**WORK REQUEST 1**
In the article on Rick Thompson's research, change "vasopressin" to "oxytocin" throughout the passage from "While Thompson's past" to "satisfaction in humans.", and write out the revised passage.
**WORK REQUEST 2**
Continue the article on Rick Thompson's research from its final sentence.

**DOCUMENT EXTRACT**
◇ ◇ ◇ ◇ ◇ ◇ ◇

What do goldfish and 21-year-old male Bowdoin students have in common? They both exhibit sexual and aggressive behaviors, traits that make them ideal subjects for Professor of Psychology and Neuroscience Rick Thompson's research.

That sex and aggression are "fundamental behaviors in pretty much every species" is fascinating to Thompson, who seeks to understand the relationship between those behaviors and what their role in the brain is. For Thompson, understanding the "complex and powerful" brain mechanisms that cause animals to act in certain ways is "the most interesting thing."

While Thompson's past studies have focused on the effect of a peptide called vasopressin on the aggression response in humans, he is hoping to look at the effects of the chemical on pair bonding and affiliation in his upcoming study. Studies performed on prairie voles, animals that have one life-long mate, have shown that the voles release chemicals after sex that help to cement the pair's bond. In males, this chemical is vasopressin. In fact, a study that came out this fall showed a correlation between the presence of vasopressin and marital satisfaction in humans.

"This is not a new drug we're testing," Thompson said. "We're just testing a new kind of effect it might have on social behavior in addition to sociological processes," like marital satisfaction. Thompson hopes to add to this research by studying whether or not vasopressin does the same thing to humans as it does to male prairie voles: help to facilitate bonding. He will do this by having some of the subjects inhale vasopressin and look at pictures of the opposite sex. In addition to monitoring physiological responses, Thompson will use an fMRI to look at which brain regions are activated when subjects are looking at the faces.

Thompson has already conducted research on aggression in humans and determined that "vasopressin affects responses related to aggression when males are presented with other male faces." Thompson was hesitant to give more information about his findings as Bowdoin students will be the subjects of his next study and he does not want previous knowledge of the experiments to affect how his subjects respond.

At the moment, Thompson is awaiting the approval of his grant application, without which his research cannot proceed. The application process was more arduous than before, as Thompson is trying to conduct his experiments at a local hospital and because his studies involve human subjects, the approval process by Bowdoin's Internal Review Board (IRB) has been complicated. According to the IRB, when people are involved in scientific research, the experiments must take place in Dudley Coe under supervision of a doctor. Since Dr. Jeffrey Benson abruptly left the college in the winter of 2007, Thompson can no longer conduct his research on campus, and working at a local hospital has proven to be difficult.

◇ ◇ ◇ ◇ ◇ ◇ ◇

**Stored items from a collection**

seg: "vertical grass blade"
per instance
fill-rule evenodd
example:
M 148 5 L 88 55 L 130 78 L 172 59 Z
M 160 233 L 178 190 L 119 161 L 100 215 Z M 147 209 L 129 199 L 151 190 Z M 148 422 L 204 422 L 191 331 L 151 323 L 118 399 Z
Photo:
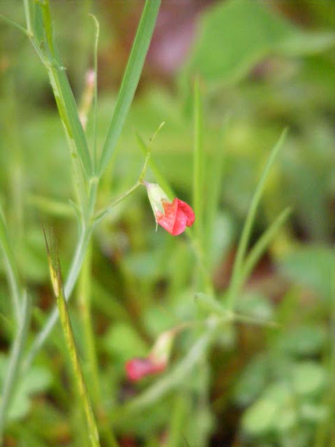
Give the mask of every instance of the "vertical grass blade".
M 240 275 L 240 280 L 239 281 L 239 289 L 243 286 L 245 281 L 248 279 L 248 277 L 253 271 L 258 261 L 260 259 L 269 244 L 276 236 L 278 230 L 290 216 L 291 211 L 292 209 L 290 207 L 285 208 L 282 211 L 279 216 L 276 217 L 274 221 L 272 222 L 270 226 L 258 239 L 254 247 L 253 247 L 243 265 L 243 268 Z
M 9 362 L 6 372 L 0 404 L 0 445 L 6 424 L 6 418 L 10 405 L 16 380 L 20 372 L 23 349 L 27 339 L 31 314 L 30 297 L 24 293 L 22 301 L 22 318 L 17 328 L 10 355 Z
M 193 208 L 195 214 L 194 227 L 195 237 L 200 247 L 202 247 L 204 156 L 202 110 L 198 78 L 196 79 L 194 84 L 193 101 Z
M 75 379 L 77 381 L 80 402 L 86 417 L 89 441 L 92 447 L 100 447 L 98 428 L 93 413 L 91 400 L 87 392 L 87 388 L 84 379 L 66 301 L 65 300 L 57 243 L 51 232 L 45 231 L 45 237 L 51 280 L 57 301 L 61 323 L 70 354 Z
M 161 0 L 147 0 L 117 97 L 117 105 L 100 159 L 101 176 L 113 154 L 140 80 L 145 57 L 161 5 Z
M 246 249 L 248 248 L 250 236 L 251 235 L 251 229 L 253 228 L 253 225 L 256 217 L 257 209 L 258 207 L 262 194 L 264 191 L 265 182 L 267 179 L 267 177 L 270 172 L 270 169 L 274 162 L 274 160 L 276 159 L 276 157 L 277 156 L 280 149 L 283 146 L 286 133 L 287 129 L 285 129 L 282 132 L 277 143 L 274 145 L 272 150 L 271 151 L 270 156 L 268 159 L 267 164 L 265 165 L 265 168 L 264 168 L 262 177 L 260 177 L 258 184 L 257 185 L 255 193 L 253 194 L 253 198 L 251 200 L 251 203 L 248 212 L 248 215 L 244 223 L 244 226 L 243 227 L 242 234 L 239 242 L 237 253 L 232 269 L 232 279 L 230 281 L 230 284 L 228 288 L 226 298 L 227 307 L 230 309 L 233 308 L 234 302 L 236 300 L 237 292 L 240 282 L 239 277 L 241 273 L 242 263 L 246 252 Z
M 93 167 L 89 152 L 87 142 L 84 129 L 79 119 L 78 110 L 73 94 L 70 87 L 66 71 L 61 66 L 57 48 L 53 40 L 53 31 L 50 12 L 49 1 L 38 3 L 34 5 L 35 17 L 39 17 L 37 22 L 41 27 L 43 36 L 39 41 L 37 24 L 32 24 L 31 8 L 29 0 L 24 0 L 26 20 L 27 28 L 32 31 L 31 43 L 47 70 L 54 96 L 65 133 L 71 150 L 71 156 L 78 156 L 81 161 L 87 178 L 93 175 Z M 35 29 L 34 29 L 35 28 Z M 47 48 L 41 50 L 42 47 Z
M 5 263 L 7 277 L 10 288 L 10 297 L 13 312 L 17 323 L 21 318 L 20 309 L 20 286 L 19 274 L 16 268 L 14 254 L 9 241 L 7 226 L 2 208 L 0 205 L 0 244 L 1 244 L 3 254 L 5 255 Z

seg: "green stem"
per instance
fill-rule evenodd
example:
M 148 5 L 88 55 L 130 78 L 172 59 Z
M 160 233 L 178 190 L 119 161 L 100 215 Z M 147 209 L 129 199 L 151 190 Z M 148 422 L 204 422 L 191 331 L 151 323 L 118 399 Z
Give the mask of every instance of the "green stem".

◇ ◇ ◇ ◇ ◇ ◇ ◇

**TASK OUTPUT 1**
While Thompson's past studies have focused on the effect of a peptide called oxytocin on the aggression response in humans, he is hoping to look at the effects of the chemical on pair bonding and affiliation in his upcoming study. Studies performed on prairie voles, animals that have one life-long mate, have shown that the voles release chemicals after sex that help to cement the pair's bond. In males, this chemical is oxytocin. In fact, a study that came out this fall showed a correlation between the presence of oxytocin and marital satisfaction in humans.

**TASK OUTPUT 2**
"As soon as he was gone I gave up on this research for a while," he said. But encouragement from a colleague at Emory University convinced Thompson to try again. According to Thompson, "It's now or never. If we don't make this work soon, other people are going to do it."

Students are not just subjects in Thompson's research, they are often assistants and occasionally co-authors of his papers. His first studies on vasopressin and behavior in humans were inspired by Shiva Jupta '01. Jupta wanted to do experiments with vasopressin on humans, and insisted when Thompson was hesitant. Jupta set up the experiments, figured out how to do the physiological recordings of the subjects, and is a co-author of the study, which came out in 2004. According to Thompson, Jupta "was huge in all of that."

In addition to working on behavioral responses in humans, Thompson also conducts research using goldfish. Through the use of the fish, Thompson hopes to understand the effect of peptides on basic behaviors like "the tendency to approach or withdraw from an individual." Of course, he is also interested in sexual and aggressive behavior in the fish. "It always comes back to sex and aggression, so it seems," he said.

The author of many scientific papers and a professor at the college for 10 years, Thompson was awarded tenure four years ago. He has found that the job security that comes with being a professor at Bowdoin is both a blessing and a source of anxiety. The knowledge that he could have the same job for the rest of his working life has led Thompson to tell himself he could leave whenever he wanted to. He tries to "keep some sense of adventure" and seek out "diversity and alternative interests" while remaining at Bowdoin. Even while asking himself "gosh, is this what my whole life looks like from now on?" he admits that tenure is hard to turn down. "I'm glad I like what I do, because it would be hard to leave."